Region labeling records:
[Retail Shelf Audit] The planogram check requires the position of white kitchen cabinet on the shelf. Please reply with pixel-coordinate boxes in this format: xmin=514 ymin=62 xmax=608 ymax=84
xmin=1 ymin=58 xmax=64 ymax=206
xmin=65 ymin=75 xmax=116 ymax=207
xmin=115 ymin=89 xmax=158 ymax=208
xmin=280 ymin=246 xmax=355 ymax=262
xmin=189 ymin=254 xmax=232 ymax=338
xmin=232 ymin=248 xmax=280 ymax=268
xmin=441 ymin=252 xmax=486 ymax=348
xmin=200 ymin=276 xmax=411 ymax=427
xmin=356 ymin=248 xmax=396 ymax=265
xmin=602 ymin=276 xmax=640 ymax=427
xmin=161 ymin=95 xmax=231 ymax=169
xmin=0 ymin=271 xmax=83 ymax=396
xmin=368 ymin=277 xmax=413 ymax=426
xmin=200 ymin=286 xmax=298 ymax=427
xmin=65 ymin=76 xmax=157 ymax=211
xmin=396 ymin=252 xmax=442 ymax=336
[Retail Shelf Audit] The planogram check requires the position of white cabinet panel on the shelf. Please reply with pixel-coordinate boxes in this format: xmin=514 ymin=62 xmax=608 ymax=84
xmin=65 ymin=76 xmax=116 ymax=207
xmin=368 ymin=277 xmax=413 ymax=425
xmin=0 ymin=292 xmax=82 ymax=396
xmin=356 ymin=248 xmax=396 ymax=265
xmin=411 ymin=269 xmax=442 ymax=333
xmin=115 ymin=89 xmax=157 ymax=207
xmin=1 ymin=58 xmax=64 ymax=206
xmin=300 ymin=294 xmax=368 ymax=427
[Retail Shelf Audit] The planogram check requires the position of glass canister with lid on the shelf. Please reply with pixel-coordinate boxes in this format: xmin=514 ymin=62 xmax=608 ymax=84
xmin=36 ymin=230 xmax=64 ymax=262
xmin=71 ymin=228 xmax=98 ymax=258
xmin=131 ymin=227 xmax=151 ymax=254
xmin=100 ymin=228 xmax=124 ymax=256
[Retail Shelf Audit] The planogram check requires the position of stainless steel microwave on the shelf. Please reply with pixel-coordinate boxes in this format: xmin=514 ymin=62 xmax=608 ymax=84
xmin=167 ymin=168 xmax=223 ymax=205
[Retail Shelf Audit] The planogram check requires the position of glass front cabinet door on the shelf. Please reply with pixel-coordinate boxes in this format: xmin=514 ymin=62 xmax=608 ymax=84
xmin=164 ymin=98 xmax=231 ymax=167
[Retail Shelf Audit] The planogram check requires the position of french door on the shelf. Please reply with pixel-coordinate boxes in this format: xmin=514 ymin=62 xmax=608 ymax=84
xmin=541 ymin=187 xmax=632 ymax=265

Task description –
Scale the material from its start through the line holding "xmin=65 ymin=75 xmax=116 ymax=207", inclusive, by repeating every line with the requests included and multiplying each box coordinate in the answers by 1.35, rounded to whole numbers with halves going up. Leave the numbers in the requests and their format samples unchanged.

Exercise output –
[Retail Shelf Audit] The planogram check requires the position of white kitchen cabinet on the shelf. Please reply with pixel-coordinate boxes in this format: xmin=514 ymin=62 xmax=608 ymax=84
xmin=1 ymin=78 xmax=86 ymax=278
xmin=88 ymin=101 xmax=157 ymax=279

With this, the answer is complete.